● **Written problem**
Write the next part of the media roundup about Israel and the press, starting after its final sentence.

Did you know that Israel has a military censor with significant power over the press – she says she "can close a newspaper or shut down a station. I can do almost anything?" Read about her here.

Ever heard of al-Manar? It's Hezbollah's television station, and the U.S. considers it a terrorist organization. The station was recently bombed by Israel, a move that earned Israel a rebuke from the International Federation of Journalists. The IFJ rebuke so infuriated a group of Israeli journalists that they renounced their membership. Here's the story.

Who needs big media, anyway? Especially when you can watch Noam Chomsky, raw footage of bombings, and demented rappers on Youtube? Read all about it here.

How much knowledge does a correspondent think viewers have about the Middle East? We asked Richard Roth and Sharyn Alfonsi – and they let us know.

And what's it like for Arab journalists in Israel? Short answer – Not so good. "Wail Tanous was filming Al-Jazeera anchorwoman Guevara Albudeiri live in the northern West Bank city of Nablus early Wednesday afternoon when an Israeli military jeep pulled up and rammed the anchorwoman in the middle of her broadcast. The soldiers then proceeded to shoot the cameraman, Wail Tanous, in the leg." And there's plenty of harassment of the non-violent kind as well.

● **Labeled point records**
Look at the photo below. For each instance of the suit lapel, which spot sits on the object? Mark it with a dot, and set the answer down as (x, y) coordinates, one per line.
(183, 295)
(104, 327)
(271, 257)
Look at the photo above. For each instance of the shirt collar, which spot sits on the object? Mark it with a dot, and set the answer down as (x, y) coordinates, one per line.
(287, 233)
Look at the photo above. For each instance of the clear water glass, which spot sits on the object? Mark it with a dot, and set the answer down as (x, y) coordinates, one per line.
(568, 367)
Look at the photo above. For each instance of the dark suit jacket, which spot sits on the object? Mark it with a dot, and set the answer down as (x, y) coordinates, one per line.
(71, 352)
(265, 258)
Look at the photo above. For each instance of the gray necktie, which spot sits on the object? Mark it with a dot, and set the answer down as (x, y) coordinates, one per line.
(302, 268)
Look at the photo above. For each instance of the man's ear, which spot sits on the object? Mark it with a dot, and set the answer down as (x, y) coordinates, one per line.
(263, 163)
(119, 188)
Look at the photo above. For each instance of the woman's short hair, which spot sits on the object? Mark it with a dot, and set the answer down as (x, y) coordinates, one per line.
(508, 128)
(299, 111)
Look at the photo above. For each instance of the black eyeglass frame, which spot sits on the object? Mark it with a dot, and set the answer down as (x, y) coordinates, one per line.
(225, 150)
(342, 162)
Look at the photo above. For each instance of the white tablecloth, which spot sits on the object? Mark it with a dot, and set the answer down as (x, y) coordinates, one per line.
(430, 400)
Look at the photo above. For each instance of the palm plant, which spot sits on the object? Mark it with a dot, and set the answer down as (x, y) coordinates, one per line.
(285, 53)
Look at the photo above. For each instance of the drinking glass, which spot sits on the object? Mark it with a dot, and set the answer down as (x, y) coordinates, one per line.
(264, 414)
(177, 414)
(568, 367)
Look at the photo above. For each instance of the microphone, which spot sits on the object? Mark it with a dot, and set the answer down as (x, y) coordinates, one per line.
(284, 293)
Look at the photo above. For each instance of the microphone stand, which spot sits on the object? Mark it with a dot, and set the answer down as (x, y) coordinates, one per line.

● **Expected output**
And what about American media outlets? They rushed in to cover the conflict – and some soon had to take cover.

Have a look at those stories, and in the meantime, ponder this – why does no one seem all that interested in this stuff? We have a powerful censor controlling information and undoubtedly influencing coverage in Israel, violence against journalists, and a bombing that calls into question the very definition of journalism – and few in the media seems to be talking about it. Sure, we are getting ample coverage of the conflict itself, something media organizations have had to scramble to provide. But in that scramble important issues have gone largely ignored, although there have been no shortage of stories about utterly inconsequential "news" like President Bush's impromptu Angela Merkel backrub. Speaking of which, we're starting to get a little sore.